- _DOCUMENT PASSAGE_:
Begin
A team of computer engineers at the Aristotle University of Thessaloniki, has created the world’s fastest all-optical RAM cell, which uses light instead of electricity for storing and transmitting information.
In the paper published in the journals Optical Letters, the team noted that the proposed RAM operates at 10 Gb/s for both Write and Read functionalities at 6.2 dB and 0.4 dB power, respectively. And to achieve what seems to have put an end to the conundrum known as the “Memory Wall” , the team mounted InP optical Flip-Flop with interconnections integrated on a Semiconductor optical amplifier-Mach–Zehnder Interferometer. They also had On/Off switch parameterized to operate as a strongly saturated differentially-biased access gate.
In case you’re wondering what InP optical Flip-Flop is. It means the material is made out of indium phosphide, and a flip flop (or latch) type circuit made of optical parts – it has basic memory and can be connected to larger circuits to do more sophisticated stuffs. And now coming to the Mach-Zehnder interferometer, it determines the phase difference between two light inputs.
End
- _TASK OBJECTIVE_: Write out the passage about the all-optical RAM cell word for word, from beginning to end.

- _RECORDS PROVIDED_:
Begin
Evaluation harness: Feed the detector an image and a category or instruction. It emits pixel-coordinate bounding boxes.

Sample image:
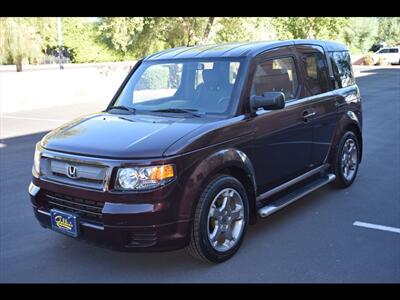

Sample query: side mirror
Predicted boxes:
[250,92,285,110]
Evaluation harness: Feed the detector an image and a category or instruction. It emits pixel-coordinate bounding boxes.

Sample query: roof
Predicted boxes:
[145,40,347,61]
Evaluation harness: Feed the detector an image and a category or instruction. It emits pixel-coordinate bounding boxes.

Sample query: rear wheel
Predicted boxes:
[333,131,360,188]
[187,175,249,263]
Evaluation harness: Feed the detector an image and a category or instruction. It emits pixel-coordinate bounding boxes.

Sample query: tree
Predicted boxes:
[0,17,43,72]
[214,17,275,43]
[377,17,400,46]
[340,17,379,53]
[273,17,348,39]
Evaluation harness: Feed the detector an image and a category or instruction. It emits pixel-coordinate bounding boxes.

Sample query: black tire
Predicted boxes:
[186,175,249,263]
[333,131,360,188]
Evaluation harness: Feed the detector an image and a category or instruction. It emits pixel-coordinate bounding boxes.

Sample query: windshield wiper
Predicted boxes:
[108,105,136,114]
[152,108,201,117]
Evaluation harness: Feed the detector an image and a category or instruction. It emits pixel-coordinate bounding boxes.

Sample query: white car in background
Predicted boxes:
[372,47,400,64]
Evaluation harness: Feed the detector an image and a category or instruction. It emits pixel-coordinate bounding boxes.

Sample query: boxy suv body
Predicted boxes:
[29,40,362,262]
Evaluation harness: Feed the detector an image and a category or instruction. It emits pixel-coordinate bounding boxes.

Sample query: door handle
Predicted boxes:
[303,110,317,122]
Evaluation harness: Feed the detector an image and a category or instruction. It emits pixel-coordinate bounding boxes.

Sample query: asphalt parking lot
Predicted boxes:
[0,68,400,283]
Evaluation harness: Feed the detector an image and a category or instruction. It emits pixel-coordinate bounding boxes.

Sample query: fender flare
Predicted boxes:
[180,148,257,219]
[325,110,363,162]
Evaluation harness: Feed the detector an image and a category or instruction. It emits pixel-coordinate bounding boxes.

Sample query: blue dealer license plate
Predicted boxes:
[50,209,79,237]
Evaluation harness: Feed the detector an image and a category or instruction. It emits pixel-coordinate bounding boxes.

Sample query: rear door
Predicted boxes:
[296,45,338,167]
[249,46,312,193]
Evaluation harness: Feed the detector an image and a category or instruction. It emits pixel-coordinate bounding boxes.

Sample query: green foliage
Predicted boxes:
[137,66,169,90]
[340,17,379,53]
[0,18,43,71]
[62,18,123,63]
[213,17,276,43]
[0,17,400,66]
[273,17,348,39]
[363,53,374,66]
[378,17,400,46]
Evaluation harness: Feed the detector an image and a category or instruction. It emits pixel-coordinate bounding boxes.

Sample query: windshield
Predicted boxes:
[113,60,244,115]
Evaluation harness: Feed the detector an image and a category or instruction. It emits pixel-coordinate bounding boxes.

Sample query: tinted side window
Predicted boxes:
[303,52,329,95]
[251,57,298,100]
[329,51,355,88]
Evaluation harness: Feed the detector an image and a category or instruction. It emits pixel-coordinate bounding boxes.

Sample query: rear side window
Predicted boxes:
[329,51,355,88]
[251,57,298,100]
[303,52,329,95]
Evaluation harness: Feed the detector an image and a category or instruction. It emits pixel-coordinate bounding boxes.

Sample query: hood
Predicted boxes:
[42,112,204,158]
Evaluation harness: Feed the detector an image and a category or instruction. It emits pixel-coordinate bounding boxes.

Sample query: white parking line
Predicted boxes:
[353,221,400,233]
[0,115,67,122]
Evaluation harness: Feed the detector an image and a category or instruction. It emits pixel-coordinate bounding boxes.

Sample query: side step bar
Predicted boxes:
[258,174,336,218]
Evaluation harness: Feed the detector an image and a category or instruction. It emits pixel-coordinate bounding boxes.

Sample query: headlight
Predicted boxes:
[115,165,175,190]
[33,145,42,175]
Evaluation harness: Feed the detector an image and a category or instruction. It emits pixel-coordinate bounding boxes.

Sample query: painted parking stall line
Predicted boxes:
[353,221,400,234]
[1,115,68,122]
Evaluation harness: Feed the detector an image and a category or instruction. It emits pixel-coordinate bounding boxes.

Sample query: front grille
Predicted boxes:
[43,192,104,223]
[40,157,107,190]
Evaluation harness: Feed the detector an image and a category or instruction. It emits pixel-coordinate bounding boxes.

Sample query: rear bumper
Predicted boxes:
[29,183,190,251]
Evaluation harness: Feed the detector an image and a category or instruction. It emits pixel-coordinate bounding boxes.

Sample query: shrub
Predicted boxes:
[377,57,389,66]
[363,53,374,66]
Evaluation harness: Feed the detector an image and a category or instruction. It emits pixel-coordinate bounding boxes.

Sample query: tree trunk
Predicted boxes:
[15,57,22,72]
[201,17,215,44]
[15,62,22,72]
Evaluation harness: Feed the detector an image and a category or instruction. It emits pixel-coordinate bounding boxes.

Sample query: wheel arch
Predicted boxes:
[327,111,363,163]
[183,148,257,224]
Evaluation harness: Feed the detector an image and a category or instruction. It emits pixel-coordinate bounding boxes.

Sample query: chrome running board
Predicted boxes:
[258,174,336,218]
[257,164,330,201]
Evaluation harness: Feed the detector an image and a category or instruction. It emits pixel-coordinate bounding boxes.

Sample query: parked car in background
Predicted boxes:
[29,40,362,262]
[372,46,400,64]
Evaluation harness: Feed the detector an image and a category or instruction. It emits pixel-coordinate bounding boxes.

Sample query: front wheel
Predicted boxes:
[333,131,360,188]
[187,175,249,263]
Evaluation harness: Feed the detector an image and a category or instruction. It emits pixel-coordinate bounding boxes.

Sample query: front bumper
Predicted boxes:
[29,182,190,251]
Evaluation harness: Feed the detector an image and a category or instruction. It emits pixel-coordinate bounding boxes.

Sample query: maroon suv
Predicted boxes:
[29,40,362,262]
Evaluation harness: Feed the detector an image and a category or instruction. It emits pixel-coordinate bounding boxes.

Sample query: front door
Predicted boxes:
[249,47,313,193]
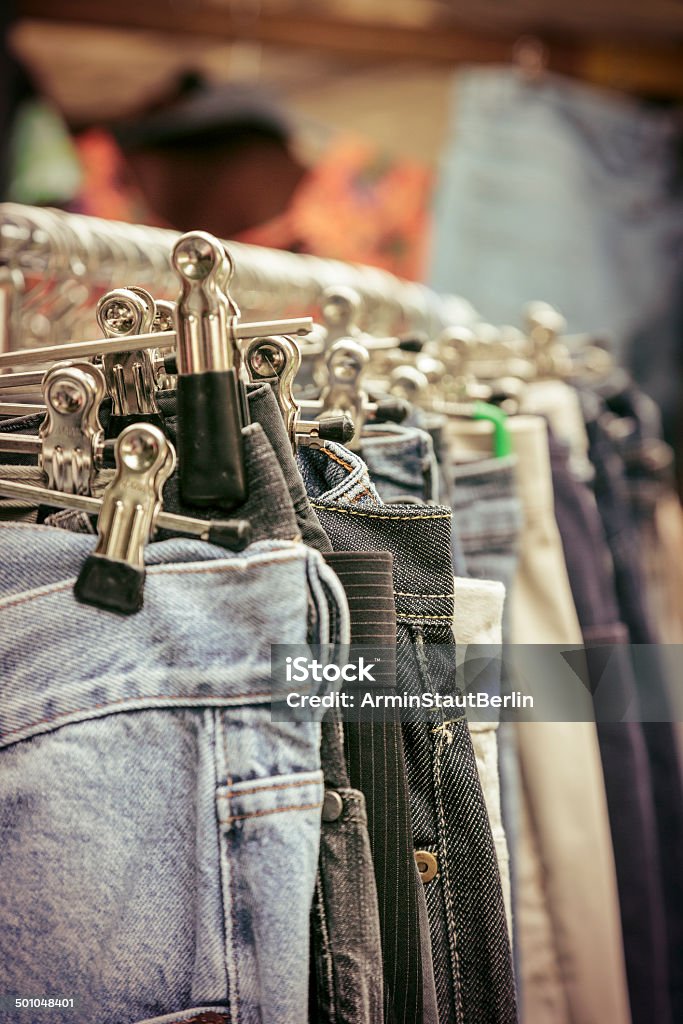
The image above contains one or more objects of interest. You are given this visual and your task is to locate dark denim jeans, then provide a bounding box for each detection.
[299,445,517,1024]
[585,396,683,1020]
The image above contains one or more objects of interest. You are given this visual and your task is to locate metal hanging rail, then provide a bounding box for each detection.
[0,203,474,352]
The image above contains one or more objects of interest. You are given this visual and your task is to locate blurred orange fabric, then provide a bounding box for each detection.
[72,129,433,281]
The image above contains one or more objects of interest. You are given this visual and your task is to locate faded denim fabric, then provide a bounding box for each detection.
End
- _WRITTEN REPLY_:
A team of computer engineers at the Aristotle University of Thessaloniki, has created the world’s fastest all-optical RAM cell, which uses light instead of electricity for storing and transmitting information.
In the paper published in the journals Optical Letters, the team noted that the proposed RAM operates at 10 Gb/s for both Write and Read functionalities at 6.2 dB and 0.4 dB power, respectively. And to achieve what seems to have put an end to the conundrum known as the “Memory Wall” , the team mounted InP optical Flip-Flop with interconnections integrated on a Semiconductor optical amplifier-Mach–Zehnder Interferometer. They also had On/Off switch parameterized to operate as a strongly saturated differentially-biased access gate.
In case you’re wondering what InP optical Flip-Flop is. It means the material is made out of indium phosphide, and a flip flop (or latch) type circuit made of optical parts – it has basic memory and can be connected to larger circuits to do more sophisticated stuffs. And now coming to the Mach-Zehnder interferometer, it determines the phase difference between two light inputs.